| COMPITI |
1. Nella lettera, in quale teatro di Roma è attualmente in scena lo spettacolo di Antonio Latella?
2. Cita dalla lettera il passo che va da "Renato Palazzi risponde" a "fuoco le idee.".

Renato Palazzi risponde all’intervento di Antonio Audino su questo sito, sollecitato dallo spettacolo di Antonio Latella attualmente in scena al Teatro Argentina di Roma
Caro Antonio,
mi dispiace, ma devo dirti che stavolta non sono d’accordo con te. Anzi, forse non mi dispiace affatto, perché questa divergenza di opinioni ci dà l’occasione di aprire un sano confronto sul problema che hai sollevato, che è sempre una prassi utile per mettere a fuoco le idee.
Non sono d’accordo, in primo luogo, sul fatto di annoverare Antonio Latella alle file di un teatro in qualche modo “sperimentale”: Latella, a mio avviso, si colloca naturalmente nel solco del teatro di regia, è anzi uno degli ultimi veri esponenti della regia, a cui intreccia elementi di linguaggio del teatro contemporaneo. Lui, a mio avviso, è proprio l’ideale anello di congiunzione tra le aspettative di un pubblico legato alla tradizione e quelle di chi in palcoscenico cerca nuove suggestioni.
Da anni, personalmente, ritengo che sarebbe il candidato perfetto – lucido, informato, maturo al punto giusto – per la direzione di un importante teatro stabile.
Non sono d’accordo nemmeno con l’idea – che sembri suggerire più o meno indirettamente – che i grandi maestri della regia del Novecento fossero figure di riferimento per qualche aspetto tradizionali. Io credo che certi spettacoli di Ronconi siano per il comune spettatore persino più difficili e impegnativi da decifrare di quelli di Latella. Basta pensare al controverso esito de La modestia di Spregelburd, che personalmente mi ha alquanto divertito, ma che molti abbonati ricordano forse come un autentico esercizio di sadismo nei loro confronti.

Righe da una raccolta
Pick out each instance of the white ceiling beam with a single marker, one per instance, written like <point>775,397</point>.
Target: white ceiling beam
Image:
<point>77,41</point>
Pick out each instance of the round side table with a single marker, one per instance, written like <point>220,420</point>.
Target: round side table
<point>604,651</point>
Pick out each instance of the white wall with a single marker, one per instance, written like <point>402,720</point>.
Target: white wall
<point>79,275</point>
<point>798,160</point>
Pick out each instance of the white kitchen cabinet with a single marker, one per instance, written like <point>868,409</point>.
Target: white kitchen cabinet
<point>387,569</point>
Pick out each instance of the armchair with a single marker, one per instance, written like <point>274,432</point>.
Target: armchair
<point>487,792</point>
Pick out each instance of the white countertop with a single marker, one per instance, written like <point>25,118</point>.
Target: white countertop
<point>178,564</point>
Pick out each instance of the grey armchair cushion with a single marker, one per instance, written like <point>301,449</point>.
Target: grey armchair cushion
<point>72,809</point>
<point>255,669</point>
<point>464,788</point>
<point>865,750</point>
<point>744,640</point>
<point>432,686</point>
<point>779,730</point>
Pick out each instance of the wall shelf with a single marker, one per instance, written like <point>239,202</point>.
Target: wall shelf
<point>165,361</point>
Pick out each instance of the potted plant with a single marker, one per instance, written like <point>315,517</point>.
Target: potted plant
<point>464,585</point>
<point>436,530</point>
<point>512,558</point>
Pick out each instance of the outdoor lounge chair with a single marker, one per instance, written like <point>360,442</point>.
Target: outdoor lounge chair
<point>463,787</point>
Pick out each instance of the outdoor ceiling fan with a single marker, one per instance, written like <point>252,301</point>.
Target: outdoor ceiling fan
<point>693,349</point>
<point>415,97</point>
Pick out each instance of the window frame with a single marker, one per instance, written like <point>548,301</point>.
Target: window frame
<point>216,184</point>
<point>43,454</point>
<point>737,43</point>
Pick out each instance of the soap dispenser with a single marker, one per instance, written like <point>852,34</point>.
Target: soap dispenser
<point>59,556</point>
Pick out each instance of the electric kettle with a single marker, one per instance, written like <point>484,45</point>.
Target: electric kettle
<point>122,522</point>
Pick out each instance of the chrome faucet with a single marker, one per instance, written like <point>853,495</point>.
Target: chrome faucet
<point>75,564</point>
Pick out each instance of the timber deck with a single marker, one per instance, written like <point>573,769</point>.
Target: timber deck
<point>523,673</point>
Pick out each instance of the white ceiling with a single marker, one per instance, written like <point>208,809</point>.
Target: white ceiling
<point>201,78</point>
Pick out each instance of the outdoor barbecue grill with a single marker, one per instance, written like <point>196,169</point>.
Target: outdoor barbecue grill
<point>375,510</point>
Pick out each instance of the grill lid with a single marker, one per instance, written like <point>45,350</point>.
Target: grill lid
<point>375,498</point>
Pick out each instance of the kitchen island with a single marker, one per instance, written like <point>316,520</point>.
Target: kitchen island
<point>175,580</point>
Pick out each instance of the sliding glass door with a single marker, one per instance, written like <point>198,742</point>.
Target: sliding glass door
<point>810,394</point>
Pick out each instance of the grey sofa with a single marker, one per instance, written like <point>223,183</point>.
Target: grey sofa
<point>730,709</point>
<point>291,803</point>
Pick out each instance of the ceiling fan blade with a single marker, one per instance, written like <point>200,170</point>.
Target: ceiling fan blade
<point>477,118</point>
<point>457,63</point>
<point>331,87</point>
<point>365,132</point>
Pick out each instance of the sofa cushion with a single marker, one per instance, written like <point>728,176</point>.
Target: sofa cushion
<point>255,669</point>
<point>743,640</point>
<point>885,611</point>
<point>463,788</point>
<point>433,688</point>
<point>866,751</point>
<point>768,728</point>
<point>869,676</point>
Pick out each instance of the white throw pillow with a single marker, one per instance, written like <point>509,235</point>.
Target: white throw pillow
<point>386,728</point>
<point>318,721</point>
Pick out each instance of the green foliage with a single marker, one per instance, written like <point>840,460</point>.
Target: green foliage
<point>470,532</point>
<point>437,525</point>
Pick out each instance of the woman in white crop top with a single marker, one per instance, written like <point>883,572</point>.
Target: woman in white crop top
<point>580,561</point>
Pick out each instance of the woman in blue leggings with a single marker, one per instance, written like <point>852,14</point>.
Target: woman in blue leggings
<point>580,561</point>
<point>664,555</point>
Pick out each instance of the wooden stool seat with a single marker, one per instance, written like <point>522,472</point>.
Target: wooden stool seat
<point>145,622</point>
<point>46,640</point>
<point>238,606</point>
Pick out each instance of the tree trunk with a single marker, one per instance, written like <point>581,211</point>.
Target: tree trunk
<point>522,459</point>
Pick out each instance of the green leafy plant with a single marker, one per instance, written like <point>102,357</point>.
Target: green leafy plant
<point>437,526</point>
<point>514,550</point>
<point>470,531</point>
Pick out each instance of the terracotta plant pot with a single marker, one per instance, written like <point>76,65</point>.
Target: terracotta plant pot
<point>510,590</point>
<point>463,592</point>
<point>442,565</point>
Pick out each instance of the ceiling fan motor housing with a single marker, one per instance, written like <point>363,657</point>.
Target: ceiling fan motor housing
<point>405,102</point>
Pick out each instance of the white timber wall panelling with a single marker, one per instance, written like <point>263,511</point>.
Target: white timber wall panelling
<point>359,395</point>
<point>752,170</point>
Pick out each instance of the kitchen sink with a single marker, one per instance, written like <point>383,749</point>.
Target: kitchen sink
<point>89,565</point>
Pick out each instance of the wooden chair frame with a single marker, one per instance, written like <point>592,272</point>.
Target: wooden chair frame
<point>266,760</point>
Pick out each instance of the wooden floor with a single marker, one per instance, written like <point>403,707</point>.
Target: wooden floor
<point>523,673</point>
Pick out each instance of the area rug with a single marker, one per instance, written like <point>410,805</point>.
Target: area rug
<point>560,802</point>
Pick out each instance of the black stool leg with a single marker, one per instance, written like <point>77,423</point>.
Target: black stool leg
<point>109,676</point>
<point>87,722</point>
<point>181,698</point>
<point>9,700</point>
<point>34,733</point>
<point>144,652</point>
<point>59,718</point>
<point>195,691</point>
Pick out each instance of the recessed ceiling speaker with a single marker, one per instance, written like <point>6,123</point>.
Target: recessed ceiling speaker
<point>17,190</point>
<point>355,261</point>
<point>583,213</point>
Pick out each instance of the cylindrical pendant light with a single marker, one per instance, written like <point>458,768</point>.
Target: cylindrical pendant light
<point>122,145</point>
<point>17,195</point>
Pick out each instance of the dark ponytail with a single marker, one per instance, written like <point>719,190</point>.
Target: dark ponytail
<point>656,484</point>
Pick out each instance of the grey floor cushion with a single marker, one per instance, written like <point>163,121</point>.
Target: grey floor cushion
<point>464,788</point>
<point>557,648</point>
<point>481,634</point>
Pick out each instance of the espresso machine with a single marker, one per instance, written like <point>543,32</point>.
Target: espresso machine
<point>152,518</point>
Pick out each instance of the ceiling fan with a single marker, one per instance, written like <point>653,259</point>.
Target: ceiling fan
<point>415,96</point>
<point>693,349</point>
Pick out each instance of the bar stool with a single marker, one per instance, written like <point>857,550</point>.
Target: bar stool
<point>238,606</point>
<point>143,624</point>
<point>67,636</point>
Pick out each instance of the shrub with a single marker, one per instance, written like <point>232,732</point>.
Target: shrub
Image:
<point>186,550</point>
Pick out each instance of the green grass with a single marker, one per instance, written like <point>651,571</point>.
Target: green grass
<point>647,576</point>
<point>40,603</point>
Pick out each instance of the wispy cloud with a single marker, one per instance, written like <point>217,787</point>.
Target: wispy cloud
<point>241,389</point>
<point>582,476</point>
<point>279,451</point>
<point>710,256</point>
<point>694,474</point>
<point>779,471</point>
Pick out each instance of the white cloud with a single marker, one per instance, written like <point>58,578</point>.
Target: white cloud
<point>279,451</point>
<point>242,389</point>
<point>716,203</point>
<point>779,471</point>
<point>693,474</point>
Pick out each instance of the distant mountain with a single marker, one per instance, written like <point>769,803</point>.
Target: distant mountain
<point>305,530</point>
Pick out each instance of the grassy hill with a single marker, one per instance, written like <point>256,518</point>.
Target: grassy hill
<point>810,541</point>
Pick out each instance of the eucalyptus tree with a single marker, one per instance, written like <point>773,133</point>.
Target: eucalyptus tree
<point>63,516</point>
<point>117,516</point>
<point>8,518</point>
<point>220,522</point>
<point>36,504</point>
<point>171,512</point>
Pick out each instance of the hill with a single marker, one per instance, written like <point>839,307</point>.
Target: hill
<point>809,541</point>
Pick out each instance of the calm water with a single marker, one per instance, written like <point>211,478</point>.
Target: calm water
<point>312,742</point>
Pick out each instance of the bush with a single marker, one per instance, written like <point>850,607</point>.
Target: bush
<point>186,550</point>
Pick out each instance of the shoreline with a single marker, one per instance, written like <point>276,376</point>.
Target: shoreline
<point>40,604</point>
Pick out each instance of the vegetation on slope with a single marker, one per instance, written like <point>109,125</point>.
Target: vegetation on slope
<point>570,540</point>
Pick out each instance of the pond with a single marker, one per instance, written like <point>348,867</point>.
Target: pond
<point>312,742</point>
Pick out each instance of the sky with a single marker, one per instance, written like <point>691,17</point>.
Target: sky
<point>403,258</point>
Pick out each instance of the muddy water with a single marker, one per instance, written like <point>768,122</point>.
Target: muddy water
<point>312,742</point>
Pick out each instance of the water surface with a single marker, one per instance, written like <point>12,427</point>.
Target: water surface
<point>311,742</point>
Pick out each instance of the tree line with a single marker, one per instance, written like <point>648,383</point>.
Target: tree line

| RISPOSTE PER COMPITO |
1. Al Teatro Argentina di Roma.

2.
Renato Palazzi risponde all’intervento di Antonio Audino su questo sito, sollecitato dallo spettacolo di Antonio Latella attualmente in scena al Teatro Argentina di Roma
Caro Antonio,
mi dispiace, ma devo dirti che stavolta non sono d’accordo con te. Anzi, forse non mi dispiace affatto, perché questa divergenza di opinioni ci dà l’occasione di aprire un sano confronto sul problema che hai sollevato, che è sempre una prassi utile per mettere a fuoco le idee.